▸ What is needed
Which lines in the records below contain the string "zaxis", with case counting? Copy each of those lines in full.

"""

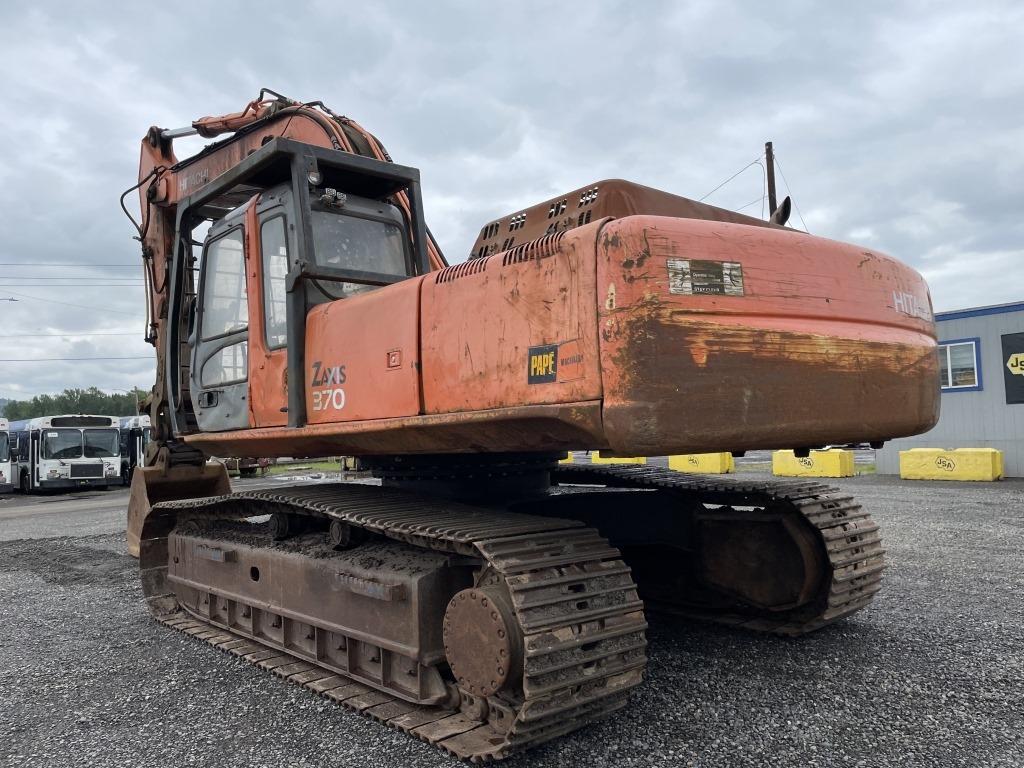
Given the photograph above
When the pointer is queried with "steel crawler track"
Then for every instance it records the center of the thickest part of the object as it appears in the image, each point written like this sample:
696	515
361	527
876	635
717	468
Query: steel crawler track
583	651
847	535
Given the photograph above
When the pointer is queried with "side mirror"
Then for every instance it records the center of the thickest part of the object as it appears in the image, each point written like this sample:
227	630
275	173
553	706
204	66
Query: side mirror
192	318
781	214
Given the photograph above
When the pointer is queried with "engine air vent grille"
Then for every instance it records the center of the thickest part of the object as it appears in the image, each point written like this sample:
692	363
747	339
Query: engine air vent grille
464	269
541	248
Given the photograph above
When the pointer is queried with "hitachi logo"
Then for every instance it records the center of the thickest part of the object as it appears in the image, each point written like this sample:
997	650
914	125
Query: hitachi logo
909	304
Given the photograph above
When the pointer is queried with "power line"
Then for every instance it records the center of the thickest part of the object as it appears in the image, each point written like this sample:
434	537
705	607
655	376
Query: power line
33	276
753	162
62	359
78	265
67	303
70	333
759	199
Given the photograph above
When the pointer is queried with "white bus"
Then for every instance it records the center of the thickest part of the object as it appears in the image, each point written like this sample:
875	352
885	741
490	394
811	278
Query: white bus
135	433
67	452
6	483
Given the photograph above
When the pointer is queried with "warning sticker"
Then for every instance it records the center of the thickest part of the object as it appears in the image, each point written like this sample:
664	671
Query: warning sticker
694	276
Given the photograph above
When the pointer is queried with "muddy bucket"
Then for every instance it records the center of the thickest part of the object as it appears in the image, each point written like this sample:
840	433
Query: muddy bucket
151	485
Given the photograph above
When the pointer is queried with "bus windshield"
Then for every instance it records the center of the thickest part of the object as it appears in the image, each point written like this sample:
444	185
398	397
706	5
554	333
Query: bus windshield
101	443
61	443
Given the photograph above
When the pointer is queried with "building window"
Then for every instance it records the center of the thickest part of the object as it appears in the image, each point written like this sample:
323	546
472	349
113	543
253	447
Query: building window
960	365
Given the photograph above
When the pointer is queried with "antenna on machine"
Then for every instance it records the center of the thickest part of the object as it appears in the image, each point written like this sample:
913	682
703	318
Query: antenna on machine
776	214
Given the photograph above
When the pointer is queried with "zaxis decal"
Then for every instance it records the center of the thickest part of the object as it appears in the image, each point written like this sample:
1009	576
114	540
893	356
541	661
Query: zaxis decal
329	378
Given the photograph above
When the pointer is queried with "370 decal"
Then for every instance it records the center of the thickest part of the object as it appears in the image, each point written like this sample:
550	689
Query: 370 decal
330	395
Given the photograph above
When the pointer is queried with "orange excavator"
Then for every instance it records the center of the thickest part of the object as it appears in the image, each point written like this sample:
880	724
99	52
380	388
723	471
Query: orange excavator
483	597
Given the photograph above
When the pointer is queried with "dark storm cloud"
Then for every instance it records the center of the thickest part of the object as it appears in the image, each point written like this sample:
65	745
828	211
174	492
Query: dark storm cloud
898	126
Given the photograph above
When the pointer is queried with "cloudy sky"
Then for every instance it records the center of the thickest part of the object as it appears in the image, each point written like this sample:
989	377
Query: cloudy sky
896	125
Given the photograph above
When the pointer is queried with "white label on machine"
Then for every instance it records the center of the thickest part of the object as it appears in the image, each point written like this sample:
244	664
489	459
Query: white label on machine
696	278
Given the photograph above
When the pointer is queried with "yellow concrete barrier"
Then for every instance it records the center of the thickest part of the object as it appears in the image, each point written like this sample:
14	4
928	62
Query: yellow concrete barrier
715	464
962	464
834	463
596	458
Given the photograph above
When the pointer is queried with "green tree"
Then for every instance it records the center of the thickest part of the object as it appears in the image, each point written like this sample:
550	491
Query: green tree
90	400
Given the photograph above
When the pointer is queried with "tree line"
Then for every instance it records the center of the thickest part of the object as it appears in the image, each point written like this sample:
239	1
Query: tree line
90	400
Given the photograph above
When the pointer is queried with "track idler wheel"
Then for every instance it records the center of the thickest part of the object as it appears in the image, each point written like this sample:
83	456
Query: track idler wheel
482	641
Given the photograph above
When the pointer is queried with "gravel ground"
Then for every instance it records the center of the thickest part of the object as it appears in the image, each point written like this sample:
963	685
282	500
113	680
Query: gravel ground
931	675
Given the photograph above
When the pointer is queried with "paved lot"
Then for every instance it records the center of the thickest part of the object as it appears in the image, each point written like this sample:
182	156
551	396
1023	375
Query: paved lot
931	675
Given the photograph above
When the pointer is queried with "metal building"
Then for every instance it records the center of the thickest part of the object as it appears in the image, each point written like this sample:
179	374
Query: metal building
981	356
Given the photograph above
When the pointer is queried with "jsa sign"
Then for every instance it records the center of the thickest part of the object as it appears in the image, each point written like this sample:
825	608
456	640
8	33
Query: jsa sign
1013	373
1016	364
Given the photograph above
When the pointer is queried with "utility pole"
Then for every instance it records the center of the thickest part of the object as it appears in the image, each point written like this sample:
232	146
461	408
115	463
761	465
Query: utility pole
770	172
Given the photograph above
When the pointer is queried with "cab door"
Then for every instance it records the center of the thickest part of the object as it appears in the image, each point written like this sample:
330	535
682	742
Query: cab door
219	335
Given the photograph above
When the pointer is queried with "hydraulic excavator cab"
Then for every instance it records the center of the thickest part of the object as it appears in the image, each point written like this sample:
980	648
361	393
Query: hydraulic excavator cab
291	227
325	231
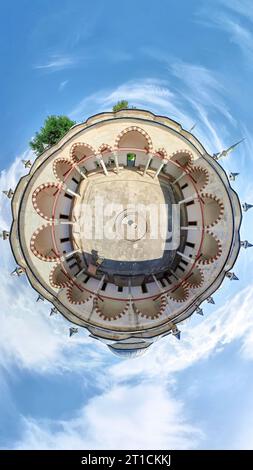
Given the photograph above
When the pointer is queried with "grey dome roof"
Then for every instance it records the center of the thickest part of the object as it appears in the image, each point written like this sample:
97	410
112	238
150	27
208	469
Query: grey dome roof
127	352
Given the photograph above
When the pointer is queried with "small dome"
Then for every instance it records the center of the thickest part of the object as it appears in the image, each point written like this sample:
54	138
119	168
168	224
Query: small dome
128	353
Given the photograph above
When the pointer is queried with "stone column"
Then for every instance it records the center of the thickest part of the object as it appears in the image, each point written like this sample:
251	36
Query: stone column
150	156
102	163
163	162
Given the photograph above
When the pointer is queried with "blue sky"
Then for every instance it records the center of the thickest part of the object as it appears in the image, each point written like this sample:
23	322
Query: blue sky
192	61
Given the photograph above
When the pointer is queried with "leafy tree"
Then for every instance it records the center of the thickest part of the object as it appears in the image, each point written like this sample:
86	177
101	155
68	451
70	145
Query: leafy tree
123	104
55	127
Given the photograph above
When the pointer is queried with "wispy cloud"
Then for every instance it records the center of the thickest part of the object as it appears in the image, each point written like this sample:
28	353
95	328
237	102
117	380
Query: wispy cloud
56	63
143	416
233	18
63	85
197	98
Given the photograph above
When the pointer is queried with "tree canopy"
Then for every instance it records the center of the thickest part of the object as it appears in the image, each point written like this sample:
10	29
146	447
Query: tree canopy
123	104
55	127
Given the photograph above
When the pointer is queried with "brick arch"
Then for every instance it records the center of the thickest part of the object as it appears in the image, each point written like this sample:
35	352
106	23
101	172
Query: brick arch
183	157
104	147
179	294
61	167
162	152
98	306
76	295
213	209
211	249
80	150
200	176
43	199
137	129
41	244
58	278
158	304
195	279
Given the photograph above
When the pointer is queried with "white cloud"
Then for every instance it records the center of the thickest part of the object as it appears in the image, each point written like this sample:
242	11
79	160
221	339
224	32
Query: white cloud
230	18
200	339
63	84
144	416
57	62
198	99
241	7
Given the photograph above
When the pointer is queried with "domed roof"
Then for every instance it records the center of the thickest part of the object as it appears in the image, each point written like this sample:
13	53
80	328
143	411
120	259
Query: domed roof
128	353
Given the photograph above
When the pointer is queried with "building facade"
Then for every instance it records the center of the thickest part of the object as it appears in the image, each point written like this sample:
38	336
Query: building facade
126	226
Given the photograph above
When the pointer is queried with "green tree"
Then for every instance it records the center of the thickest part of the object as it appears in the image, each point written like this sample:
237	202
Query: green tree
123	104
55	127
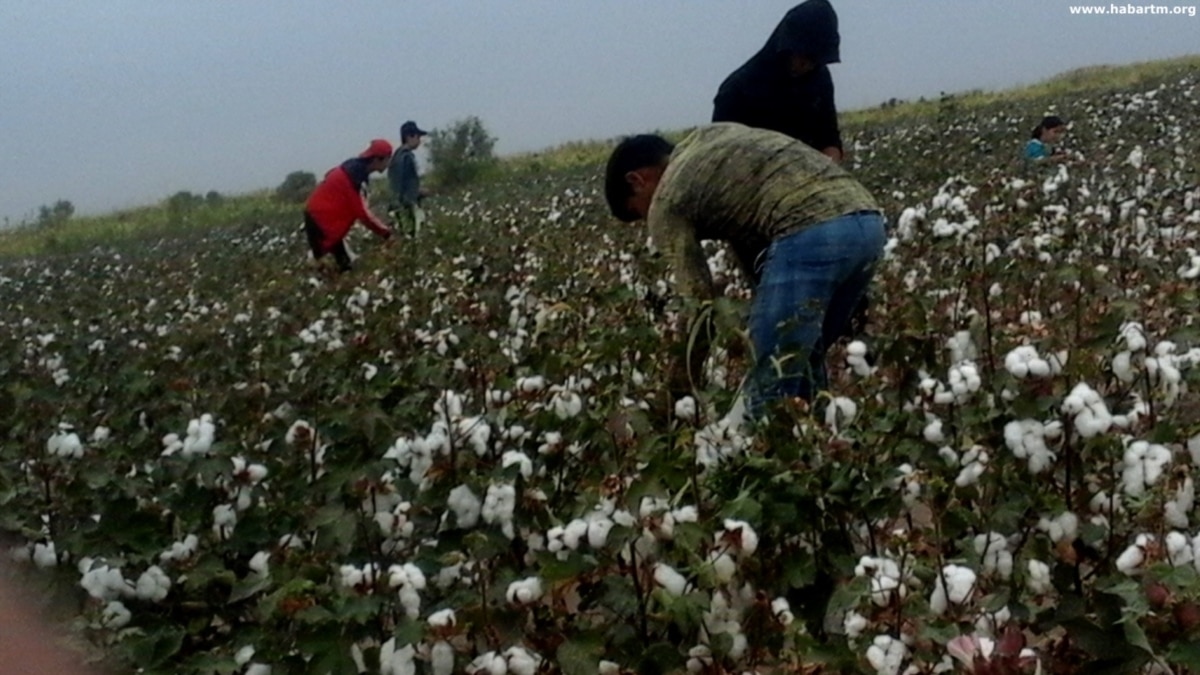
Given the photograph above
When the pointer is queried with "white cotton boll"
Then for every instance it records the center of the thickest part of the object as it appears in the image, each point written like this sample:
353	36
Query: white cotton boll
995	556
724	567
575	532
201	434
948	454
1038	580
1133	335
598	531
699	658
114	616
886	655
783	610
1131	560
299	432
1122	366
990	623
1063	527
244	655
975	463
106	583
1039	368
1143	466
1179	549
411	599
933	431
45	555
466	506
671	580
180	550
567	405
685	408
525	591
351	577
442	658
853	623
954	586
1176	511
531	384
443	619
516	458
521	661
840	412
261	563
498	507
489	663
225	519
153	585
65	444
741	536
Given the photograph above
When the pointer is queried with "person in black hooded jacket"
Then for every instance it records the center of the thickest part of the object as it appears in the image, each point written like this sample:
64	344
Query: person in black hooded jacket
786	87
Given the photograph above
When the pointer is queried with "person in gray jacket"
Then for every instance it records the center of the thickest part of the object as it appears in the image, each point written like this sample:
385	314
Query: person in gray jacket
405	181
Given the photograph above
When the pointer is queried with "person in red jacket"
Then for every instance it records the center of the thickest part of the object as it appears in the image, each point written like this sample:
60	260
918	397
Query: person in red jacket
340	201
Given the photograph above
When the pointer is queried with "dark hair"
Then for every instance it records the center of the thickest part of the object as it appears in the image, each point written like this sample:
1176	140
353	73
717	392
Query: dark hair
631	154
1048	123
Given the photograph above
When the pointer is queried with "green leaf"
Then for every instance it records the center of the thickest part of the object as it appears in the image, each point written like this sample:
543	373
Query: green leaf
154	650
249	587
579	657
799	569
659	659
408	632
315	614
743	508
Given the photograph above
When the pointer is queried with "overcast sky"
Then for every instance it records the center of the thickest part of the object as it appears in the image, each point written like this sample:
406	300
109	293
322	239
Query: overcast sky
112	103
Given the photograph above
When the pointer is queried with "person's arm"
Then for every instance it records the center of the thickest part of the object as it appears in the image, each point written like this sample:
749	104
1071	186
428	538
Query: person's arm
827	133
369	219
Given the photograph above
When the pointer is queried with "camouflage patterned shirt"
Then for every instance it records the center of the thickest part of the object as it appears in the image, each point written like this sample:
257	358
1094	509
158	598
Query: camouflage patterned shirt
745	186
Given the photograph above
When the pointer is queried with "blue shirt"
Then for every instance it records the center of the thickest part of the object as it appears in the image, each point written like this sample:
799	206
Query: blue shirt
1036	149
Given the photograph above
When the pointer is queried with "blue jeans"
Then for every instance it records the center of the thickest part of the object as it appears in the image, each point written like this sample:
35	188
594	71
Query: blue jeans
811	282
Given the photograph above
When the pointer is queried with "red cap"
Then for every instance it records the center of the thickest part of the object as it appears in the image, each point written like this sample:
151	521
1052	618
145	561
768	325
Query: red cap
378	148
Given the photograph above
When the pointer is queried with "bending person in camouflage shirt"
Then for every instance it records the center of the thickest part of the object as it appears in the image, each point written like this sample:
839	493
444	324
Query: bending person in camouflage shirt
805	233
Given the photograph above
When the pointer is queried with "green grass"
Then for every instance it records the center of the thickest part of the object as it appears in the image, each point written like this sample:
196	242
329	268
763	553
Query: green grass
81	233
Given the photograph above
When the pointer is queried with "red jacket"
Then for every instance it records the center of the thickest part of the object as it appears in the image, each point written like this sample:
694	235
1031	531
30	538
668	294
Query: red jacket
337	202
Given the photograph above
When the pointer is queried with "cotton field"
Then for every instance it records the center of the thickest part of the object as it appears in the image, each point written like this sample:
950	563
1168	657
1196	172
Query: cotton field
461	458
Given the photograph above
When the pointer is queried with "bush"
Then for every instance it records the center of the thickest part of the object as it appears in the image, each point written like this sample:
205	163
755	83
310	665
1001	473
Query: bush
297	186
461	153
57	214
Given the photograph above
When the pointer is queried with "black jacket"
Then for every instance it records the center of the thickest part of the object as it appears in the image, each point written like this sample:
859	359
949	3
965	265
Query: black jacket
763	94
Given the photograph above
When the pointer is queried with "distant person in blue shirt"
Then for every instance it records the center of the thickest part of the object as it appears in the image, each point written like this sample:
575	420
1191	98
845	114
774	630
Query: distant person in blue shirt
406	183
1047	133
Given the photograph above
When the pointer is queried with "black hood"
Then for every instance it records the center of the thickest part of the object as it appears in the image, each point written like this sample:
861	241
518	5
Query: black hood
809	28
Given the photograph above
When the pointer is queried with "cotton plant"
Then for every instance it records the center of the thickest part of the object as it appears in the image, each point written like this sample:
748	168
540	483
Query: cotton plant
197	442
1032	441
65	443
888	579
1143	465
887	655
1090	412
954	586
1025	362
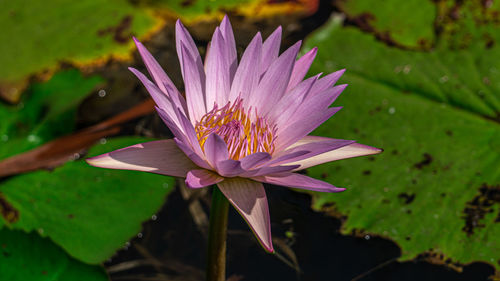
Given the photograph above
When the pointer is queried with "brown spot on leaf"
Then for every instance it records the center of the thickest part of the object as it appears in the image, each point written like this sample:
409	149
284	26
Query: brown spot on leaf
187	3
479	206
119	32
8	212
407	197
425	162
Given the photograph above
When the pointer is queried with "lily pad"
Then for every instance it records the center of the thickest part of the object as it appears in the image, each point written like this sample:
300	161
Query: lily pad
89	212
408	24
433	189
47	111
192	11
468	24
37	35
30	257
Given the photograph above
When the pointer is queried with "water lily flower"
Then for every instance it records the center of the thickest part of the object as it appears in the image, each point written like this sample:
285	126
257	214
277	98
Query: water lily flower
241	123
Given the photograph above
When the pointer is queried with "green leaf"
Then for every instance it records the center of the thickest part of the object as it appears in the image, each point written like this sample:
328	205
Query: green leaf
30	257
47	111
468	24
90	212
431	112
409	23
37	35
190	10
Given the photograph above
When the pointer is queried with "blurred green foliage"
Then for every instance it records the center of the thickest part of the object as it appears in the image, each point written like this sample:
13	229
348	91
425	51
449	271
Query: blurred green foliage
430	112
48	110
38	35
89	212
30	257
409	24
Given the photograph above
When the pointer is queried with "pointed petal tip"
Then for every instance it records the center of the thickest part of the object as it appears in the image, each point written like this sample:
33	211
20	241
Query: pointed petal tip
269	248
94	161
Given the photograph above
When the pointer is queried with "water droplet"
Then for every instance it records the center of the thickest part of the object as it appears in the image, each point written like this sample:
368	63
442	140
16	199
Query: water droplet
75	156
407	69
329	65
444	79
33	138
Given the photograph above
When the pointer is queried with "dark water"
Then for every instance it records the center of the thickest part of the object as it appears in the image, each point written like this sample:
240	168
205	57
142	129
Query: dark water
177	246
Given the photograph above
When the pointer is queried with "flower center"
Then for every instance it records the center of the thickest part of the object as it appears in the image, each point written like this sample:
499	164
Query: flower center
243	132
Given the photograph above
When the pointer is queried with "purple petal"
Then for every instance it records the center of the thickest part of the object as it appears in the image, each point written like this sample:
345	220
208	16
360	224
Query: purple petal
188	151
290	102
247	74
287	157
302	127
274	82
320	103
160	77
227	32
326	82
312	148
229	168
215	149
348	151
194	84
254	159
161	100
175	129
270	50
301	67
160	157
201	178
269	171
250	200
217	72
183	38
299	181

"""

▸ Written answer
When the pointer is queried with "zaxis decal"
Query: zaxis decal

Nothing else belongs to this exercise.